Black On Campus
Higher Education and the African American Experience

Ivy League Crush Raises Profile of the Nation’s “Second Tier”

May 19th, 2007 by Ajuan Mance

According to a recent New York Times article (Ivy League Crunch Brings New Cachet to Next Tier), Ivy League schools are more difficult to get into than ever before, which is bad news for prospective applicants, but great news for what has traditionally been known as the “second tier.”

As Ivy League admission rates have dropped from the low double digits to the very, very low double digits (from 20% or so down to 12% or less), institutions like Kenyon College (Ohio), Lehigh University, (Pennsylvania), Tufts University (Massachusetts), Pomona College (California), Bowdoin College (Maine), the University of Michigan, and the University of Virginia have experienced dramatic increases in the number of high school seniors seeking admission.

Consider these examples: Kenyon College received 4,200 applications this year, up from 2,000 apps only six years ago; Lehigh’s applicant pool of 12,000 represents a 50% increase over the last 7 years; and the University of Vermont’s 19,000 current applicants are more than double the number of students applying on 7 years ago (7, 400).

(Entries drawn from a collection)
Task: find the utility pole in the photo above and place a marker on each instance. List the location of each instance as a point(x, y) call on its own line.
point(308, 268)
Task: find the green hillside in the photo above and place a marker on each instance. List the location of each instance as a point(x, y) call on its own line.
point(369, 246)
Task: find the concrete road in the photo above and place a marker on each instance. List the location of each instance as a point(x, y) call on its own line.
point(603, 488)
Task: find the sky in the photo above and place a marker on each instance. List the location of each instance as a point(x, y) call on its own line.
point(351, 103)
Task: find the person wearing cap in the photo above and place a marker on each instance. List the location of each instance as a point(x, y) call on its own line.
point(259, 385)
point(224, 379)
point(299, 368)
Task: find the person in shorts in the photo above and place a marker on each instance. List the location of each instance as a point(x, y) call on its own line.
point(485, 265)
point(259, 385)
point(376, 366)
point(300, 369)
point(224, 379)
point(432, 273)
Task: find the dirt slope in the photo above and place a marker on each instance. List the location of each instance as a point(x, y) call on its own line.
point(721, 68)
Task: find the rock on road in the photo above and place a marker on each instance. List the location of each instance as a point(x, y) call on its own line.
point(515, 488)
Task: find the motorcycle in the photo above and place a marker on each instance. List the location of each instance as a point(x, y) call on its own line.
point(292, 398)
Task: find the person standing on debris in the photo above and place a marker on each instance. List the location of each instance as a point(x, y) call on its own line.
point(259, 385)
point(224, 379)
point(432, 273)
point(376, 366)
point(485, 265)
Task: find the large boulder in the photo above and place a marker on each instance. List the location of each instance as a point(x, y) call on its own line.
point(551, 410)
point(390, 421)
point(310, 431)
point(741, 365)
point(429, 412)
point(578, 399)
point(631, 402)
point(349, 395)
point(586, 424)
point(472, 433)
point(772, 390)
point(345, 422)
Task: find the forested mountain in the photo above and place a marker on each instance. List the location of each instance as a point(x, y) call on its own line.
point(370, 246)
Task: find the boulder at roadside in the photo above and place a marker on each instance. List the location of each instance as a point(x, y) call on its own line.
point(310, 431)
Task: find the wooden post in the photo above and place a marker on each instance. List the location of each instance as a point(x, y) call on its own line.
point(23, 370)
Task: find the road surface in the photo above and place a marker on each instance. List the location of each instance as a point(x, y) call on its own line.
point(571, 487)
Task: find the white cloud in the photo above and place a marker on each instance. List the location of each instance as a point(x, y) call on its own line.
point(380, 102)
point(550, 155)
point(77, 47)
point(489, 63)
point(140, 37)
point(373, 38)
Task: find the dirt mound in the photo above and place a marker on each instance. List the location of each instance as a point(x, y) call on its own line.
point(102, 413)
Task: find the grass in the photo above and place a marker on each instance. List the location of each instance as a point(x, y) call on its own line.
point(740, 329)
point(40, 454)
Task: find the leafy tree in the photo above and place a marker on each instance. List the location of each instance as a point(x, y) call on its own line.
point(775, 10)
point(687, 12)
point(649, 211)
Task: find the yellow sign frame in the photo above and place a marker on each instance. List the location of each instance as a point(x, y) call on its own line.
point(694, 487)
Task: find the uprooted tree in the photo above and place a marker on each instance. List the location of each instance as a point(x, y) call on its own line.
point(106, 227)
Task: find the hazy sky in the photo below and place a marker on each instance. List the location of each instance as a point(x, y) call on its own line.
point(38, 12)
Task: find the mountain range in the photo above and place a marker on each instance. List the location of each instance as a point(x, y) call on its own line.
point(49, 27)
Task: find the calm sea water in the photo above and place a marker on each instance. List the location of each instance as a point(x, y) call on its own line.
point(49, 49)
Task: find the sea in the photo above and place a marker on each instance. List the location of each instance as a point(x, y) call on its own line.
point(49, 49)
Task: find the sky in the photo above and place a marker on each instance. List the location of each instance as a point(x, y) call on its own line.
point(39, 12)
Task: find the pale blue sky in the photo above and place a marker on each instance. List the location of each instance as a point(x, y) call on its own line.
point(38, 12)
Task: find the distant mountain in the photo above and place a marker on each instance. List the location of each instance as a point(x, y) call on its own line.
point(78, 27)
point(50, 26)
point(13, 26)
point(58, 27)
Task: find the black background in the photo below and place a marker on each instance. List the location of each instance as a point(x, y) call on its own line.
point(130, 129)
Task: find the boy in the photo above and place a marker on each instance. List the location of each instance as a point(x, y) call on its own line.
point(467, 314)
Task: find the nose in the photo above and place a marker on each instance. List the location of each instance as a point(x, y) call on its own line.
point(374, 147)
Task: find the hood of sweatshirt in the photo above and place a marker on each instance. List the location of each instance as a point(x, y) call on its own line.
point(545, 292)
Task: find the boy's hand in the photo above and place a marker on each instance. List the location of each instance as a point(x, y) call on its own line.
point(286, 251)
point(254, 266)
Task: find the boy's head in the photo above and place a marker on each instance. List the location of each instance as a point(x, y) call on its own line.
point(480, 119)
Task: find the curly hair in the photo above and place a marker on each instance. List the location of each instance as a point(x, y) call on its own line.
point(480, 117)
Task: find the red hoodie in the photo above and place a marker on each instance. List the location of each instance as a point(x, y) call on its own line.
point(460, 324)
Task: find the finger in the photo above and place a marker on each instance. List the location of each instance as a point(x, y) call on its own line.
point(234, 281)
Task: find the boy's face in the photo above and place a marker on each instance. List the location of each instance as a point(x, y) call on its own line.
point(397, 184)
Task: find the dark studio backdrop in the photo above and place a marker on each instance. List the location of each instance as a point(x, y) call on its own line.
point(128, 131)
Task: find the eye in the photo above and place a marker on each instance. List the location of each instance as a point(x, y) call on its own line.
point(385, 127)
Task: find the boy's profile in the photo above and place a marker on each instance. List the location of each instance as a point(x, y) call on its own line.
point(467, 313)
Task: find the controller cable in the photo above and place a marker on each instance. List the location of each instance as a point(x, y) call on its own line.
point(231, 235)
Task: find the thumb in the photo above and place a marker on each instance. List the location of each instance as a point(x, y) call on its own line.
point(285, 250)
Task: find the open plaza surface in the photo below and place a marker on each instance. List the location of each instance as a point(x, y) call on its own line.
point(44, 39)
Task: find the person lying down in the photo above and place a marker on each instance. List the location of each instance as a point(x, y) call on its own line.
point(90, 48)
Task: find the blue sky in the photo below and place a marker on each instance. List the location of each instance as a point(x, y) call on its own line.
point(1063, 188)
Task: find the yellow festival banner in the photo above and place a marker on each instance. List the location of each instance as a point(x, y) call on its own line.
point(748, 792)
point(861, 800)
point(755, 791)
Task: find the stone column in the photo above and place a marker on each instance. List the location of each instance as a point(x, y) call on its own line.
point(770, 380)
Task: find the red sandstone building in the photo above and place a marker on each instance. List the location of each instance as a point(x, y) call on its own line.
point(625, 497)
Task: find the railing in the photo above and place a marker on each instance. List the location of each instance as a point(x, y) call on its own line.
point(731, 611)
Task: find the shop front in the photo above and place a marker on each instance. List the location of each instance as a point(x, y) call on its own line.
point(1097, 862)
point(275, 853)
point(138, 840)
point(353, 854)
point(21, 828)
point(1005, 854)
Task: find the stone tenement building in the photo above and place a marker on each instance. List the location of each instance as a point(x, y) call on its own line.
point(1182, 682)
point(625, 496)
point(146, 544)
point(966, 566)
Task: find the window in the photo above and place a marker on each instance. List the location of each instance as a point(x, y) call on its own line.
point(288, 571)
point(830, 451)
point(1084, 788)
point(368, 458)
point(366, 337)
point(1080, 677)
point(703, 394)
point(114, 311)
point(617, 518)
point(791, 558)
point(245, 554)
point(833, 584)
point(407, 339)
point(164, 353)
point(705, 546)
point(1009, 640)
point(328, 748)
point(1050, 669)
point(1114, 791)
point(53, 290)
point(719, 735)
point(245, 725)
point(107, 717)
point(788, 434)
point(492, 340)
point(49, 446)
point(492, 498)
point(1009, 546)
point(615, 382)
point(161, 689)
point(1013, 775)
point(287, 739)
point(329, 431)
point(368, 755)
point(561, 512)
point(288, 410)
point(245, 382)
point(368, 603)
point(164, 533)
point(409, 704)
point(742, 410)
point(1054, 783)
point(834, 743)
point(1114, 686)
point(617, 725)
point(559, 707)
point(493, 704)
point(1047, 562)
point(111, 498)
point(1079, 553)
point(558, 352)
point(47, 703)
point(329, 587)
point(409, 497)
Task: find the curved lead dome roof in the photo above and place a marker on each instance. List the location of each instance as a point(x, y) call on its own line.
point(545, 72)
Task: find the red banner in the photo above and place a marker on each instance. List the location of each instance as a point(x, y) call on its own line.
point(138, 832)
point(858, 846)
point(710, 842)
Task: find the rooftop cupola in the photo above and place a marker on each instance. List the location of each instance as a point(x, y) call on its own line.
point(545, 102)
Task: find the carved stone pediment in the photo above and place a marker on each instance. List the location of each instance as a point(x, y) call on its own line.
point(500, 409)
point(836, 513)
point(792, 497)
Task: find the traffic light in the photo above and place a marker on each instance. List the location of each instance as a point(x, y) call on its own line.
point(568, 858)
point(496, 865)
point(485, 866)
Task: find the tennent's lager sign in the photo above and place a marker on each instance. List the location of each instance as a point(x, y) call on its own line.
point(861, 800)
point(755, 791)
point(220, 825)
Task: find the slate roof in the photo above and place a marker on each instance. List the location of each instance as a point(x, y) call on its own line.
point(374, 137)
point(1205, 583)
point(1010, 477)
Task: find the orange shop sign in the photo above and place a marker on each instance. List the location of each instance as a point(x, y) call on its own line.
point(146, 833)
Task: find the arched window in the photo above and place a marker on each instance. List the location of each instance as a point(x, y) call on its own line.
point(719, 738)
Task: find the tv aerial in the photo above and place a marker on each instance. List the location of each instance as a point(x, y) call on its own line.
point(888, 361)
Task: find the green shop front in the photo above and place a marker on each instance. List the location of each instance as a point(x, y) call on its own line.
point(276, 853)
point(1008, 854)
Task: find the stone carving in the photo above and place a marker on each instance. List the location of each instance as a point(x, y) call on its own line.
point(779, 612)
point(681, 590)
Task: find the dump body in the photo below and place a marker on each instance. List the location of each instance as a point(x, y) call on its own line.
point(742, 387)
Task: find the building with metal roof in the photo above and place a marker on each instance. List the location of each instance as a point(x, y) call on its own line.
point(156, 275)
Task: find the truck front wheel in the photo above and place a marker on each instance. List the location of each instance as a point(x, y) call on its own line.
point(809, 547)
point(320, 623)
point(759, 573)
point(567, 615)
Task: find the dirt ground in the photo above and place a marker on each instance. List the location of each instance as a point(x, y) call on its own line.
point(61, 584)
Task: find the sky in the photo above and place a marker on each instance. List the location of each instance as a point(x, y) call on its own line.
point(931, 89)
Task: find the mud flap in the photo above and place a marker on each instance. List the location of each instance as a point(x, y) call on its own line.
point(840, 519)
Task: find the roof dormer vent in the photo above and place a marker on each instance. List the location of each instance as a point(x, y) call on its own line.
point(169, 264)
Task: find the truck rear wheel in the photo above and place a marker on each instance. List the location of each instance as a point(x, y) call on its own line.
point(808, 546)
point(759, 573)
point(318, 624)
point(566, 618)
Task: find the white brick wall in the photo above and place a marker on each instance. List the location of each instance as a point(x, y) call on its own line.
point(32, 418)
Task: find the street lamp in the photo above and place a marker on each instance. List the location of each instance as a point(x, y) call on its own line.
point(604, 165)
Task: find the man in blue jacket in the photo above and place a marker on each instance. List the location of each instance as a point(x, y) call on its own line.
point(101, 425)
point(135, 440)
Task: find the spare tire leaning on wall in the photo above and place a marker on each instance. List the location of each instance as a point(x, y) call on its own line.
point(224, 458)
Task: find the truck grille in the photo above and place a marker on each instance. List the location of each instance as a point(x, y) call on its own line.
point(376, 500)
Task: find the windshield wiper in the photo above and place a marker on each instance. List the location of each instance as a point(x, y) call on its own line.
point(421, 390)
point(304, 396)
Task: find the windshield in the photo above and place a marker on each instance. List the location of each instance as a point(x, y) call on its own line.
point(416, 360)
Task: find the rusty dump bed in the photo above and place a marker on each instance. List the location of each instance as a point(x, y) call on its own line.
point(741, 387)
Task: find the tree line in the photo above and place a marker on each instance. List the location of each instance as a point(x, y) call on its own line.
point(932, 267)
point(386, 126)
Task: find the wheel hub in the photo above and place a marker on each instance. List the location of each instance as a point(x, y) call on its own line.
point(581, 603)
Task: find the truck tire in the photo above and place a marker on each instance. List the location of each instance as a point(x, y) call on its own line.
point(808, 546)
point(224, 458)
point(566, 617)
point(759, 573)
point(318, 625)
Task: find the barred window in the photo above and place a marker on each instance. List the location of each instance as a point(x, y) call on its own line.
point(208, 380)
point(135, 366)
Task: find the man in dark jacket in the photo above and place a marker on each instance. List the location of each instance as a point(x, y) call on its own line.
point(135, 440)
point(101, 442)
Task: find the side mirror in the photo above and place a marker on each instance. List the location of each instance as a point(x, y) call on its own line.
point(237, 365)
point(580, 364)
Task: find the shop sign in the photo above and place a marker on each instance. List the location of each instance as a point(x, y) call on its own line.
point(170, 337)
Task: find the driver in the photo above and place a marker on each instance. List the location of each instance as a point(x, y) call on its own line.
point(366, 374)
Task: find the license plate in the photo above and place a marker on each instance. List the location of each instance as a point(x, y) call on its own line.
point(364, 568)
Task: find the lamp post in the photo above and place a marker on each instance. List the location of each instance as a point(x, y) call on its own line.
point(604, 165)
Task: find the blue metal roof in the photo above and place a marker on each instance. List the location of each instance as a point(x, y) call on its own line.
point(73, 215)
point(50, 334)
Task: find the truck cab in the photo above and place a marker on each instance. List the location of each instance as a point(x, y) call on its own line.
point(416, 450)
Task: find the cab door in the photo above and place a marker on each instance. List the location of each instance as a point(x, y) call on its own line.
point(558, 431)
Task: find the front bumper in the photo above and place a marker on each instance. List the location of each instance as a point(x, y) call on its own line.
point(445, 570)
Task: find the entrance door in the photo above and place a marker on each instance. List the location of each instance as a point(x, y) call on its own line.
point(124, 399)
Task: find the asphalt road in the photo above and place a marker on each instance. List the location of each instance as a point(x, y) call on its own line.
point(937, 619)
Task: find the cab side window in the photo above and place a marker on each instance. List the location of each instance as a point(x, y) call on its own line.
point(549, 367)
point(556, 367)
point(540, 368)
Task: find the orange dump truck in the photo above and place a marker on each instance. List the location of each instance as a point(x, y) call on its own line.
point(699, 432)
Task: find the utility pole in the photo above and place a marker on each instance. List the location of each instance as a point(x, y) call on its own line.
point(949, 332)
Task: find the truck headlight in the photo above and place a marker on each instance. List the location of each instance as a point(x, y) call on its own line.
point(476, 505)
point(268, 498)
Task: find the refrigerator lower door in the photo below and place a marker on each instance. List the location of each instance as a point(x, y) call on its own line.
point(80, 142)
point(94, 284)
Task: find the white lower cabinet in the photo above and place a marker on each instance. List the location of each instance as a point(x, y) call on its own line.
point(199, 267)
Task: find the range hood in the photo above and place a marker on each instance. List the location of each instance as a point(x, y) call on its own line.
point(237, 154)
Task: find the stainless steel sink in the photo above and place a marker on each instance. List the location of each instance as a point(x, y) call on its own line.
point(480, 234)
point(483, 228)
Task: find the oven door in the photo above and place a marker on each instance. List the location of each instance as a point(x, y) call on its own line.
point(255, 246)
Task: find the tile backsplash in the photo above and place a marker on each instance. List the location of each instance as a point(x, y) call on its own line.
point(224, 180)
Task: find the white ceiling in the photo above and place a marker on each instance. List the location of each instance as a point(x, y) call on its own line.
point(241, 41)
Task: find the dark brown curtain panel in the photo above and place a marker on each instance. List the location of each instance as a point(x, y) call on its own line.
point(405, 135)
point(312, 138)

TASKS TO COMPLETE:
[1] According to the post on Ivy League admissions, how many applications did Kenyon College receive this year?
[2] Write what comes next in the post on Ivy League admissions and the "second tier," starting after its last sentence.

THE RESPONSES:
[1] Kenyon College received 4,200 applications this year.

[2]
This may be great news for the so-called second tier; but is it great news for Black applicants? 

The Ivy League crush and the resulting selectivity trickle down will probably have little impact on Black admission and recruitment at private institutions. The Ivy League has for the most part had greater success that their counterparts in the next tier at recruiting and matriculating the nation’s strongest Black applicants. Using a combination of reputation, nationally recognized Black faculty, agressive minority recruitment, and generous financial aid packages, the 8 schools of the Ivy league have tended to enroll a disproportionate number of the nation’s Black National Merit Scholars (finalists and semi-finalists), National Achivement Scholars, valedictorians, and high scorers on the AP exams. The crush of applicants at colleges like Kenyon, Bowdoin, Lehigh, and Tufts is unlikely to have an impact on this trend, especially given the bold financial aid initiatives that institutions like Harvard have recently put into place to relieve the debt load on students whose families earn less that $80,000 a year.

The increasing selectivity of the second tier will have a greater impact on Black applicants to the nation’s most selective public institutions. Expect a downturn in the admission and enrollment figures at these schools, especially those located in Michigan and other states with ballot initiative systems. As the selectivity of major flagship universities increases, so too will the likelihood that anti-affirmative action measures will be placed on the ballot and approved by voters. Thus a dramatic decrease in the number of African American students in particular is quite likely at popular public universities across the nation.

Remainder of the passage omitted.